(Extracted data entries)
^^^^^^^^
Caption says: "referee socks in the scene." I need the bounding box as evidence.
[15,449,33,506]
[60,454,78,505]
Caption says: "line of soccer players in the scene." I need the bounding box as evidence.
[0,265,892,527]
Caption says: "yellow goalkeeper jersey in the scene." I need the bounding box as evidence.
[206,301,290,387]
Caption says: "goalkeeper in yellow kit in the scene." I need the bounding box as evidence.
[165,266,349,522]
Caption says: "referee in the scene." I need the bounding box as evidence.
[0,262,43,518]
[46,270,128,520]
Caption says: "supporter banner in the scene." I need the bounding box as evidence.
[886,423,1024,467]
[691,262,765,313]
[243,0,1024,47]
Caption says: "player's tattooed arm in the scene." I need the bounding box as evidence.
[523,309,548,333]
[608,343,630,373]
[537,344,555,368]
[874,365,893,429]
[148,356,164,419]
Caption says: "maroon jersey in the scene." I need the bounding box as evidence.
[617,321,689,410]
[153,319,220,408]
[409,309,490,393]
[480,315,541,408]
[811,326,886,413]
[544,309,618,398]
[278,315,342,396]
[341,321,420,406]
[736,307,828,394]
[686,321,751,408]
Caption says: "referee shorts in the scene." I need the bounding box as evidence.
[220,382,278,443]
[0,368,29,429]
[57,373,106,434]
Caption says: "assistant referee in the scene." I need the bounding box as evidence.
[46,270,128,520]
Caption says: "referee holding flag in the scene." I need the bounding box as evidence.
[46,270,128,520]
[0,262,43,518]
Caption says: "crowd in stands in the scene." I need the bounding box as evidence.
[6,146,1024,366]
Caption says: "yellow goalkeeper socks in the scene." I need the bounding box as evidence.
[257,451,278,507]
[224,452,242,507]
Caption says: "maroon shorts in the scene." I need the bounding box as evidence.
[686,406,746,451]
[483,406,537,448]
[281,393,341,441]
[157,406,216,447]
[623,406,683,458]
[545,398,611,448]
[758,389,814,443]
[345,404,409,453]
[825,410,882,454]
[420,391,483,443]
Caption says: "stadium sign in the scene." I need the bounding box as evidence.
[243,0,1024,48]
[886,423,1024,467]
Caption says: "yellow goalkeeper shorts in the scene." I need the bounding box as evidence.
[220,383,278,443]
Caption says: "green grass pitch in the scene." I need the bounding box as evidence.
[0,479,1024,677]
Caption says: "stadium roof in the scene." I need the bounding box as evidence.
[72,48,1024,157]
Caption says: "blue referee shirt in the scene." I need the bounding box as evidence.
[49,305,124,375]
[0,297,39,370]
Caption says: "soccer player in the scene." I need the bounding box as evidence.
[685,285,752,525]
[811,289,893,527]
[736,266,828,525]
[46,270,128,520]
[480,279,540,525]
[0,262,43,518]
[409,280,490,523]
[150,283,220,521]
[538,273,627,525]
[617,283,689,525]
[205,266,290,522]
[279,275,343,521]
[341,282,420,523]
^^^^^^^^
__Written exercise__
In the rows, starting at the beginning and ending at the line that contains "[243,0,1024,47]", replace every instance of "evidence" with "proof" and leave all else unchanged.

__Solved problem__
Caption says: "referee socks in the scene." I need the bounding box as proof.
[15,449,33,506]
[60,454,78,505]
Caption says: "line of soccer players in the scene." I need the bounding box as proof.
[0,265,892,527]
Caption says: "yellow goalkeeper jersey in the scene." I need the bounding box as proof.
[206,301,290,387]
Caption says: "goalkeeper in yellow kit in the scene." I need the bounding box as proof.
[165,266,349,522]
Caption says: "referee in the scene." I need the bounding box as proof.
[0,262,43,518]
[46,270,128,520]
Caption says: "supporter banner in the scene." I need the bounding box as proof.
[886,423,1024,467]
[691,262,765,313]
[243,0,1024,47]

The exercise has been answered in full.